(Beginning of Data for processing)

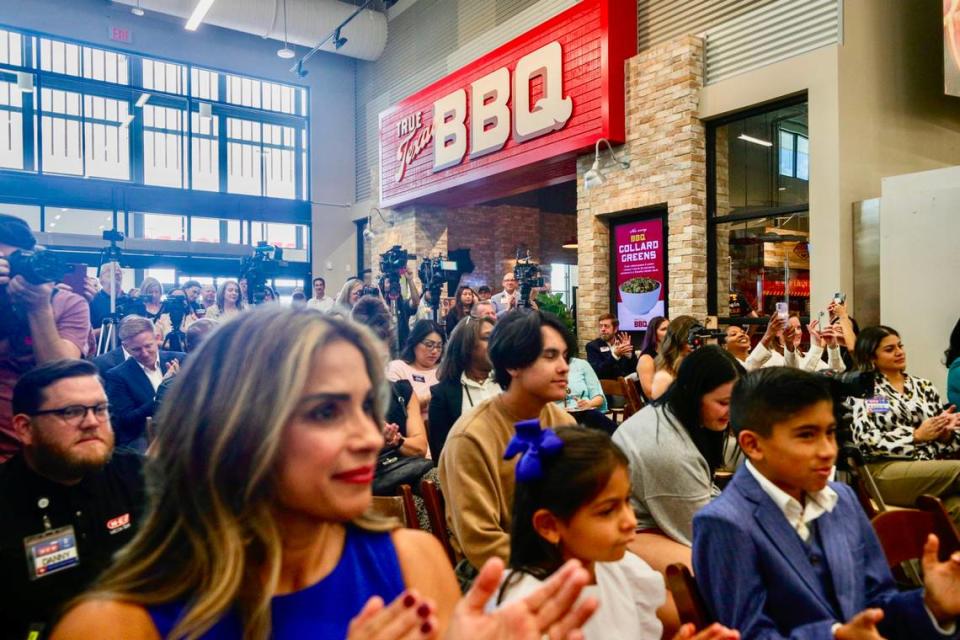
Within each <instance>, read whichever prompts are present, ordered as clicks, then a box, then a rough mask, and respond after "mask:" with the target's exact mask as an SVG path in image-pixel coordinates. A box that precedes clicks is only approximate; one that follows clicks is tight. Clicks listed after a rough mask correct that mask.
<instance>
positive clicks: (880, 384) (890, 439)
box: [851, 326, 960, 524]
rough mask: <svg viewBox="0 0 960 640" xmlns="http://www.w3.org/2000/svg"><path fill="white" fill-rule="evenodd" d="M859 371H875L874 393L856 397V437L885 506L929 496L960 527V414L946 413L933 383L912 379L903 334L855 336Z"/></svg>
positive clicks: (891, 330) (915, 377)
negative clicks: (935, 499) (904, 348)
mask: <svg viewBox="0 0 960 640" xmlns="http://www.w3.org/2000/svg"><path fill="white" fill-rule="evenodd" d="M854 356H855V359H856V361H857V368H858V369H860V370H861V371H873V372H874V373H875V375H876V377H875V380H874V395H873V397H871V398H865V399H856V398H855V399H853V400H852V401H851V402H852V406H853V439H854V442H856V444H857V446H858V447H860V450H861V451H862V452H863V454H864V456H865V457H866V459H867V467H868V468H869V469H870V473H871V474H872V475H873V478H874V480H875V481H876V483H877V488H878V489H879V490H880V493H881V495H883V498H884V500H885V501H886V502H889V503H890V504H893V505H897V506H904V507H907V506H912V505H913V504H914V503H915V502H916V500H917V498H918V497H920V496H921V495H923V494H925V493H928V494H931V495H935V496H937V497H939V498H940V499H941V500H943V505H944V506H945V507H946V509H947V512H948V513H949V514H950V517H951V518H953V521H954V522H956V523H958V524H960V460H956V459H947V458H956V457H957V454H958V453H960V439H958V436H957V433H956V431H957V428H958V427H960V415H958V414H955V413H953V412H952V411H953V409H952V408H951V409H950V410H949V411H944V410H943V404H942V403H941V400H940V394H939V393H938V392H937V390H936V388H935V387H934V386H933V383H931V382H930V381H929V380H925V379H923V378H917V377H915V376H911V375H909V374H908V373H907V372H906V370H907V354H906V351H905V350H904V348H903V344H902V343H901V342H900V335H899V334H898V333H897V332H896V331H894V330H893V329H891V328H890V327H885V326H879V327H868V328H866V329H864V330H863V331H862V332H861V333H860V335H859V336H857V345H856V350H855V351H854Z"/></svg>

(End of Data for processing)
(Beginning of Data for processing)

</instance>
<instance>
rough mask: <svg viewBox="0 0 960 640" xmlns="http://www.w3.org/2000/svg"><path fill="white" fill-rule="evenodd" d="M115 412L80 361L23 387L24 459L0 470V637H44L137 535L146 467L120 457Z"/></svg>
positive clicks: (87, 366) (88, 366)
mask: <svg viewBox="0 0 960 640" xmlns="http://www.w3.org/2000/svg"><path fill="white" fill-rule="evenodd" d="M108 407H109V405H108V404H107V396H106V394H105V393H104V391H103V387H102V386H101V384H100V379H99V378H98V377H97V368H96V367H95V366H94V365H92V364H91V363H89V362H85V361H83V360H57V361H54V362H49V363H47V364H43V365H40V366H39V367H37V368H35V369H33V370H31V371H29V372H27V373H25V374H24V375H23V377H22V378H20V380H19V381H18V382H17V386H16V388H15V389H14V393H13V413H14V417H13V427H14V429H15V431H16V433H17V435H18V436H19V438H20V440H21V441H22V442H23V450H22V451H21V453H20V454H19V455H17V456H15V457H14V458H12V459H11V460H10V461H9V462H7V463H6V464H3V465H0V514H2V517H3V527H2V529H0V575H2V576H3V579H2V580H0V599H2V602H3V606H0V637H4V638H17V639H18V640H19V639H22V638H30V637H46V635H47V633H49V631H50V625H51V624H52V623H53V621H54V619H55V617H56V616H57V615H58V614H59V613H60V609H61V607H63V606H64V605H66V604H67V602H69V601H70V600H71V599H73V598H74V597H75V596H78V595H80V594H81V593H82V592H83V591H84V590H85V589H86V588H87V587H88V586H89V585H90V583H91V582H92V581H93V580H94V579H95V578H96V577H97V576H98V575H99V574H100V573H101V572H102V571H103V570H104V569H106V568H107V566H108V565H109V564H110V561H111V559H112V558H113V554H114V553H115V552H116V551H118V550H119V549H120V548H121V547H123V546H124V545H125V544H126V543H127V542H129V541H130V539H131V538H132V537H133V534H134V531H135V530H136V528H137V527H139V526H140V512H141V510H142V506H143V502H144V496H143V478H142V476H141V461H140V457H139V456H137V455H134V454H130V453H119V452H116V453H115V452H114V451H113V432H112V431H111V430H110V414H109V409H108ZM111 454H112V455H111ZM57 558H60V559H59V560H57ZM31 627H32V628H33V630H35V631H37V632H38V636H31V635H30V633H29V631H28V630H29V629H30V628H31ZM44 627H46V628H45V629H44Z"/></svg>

(End of Data for processing)

== Problem description ==
Retype exactly the lines of the data above that fall between the line with "box: [851, 326, 960, 524]" and the line with "positive clicks: (891, 330) (915, 377)", inclusive, and add nothing.

== Exercise output ==
box: [851, 326, 960, 524]
rough mask: <svg viewBox="0 0 960 640" xmlns="http://www.w3.org/2000/svg"><path fill="white" fill-rule="evenodd" d="M859 371H875L874 393L856 397V437L885 506L929 496L960 527V414L946 413L933 383L912 379L903 334L855 336Z"/></svg>
positive clicks: (891, 330) (915, 377)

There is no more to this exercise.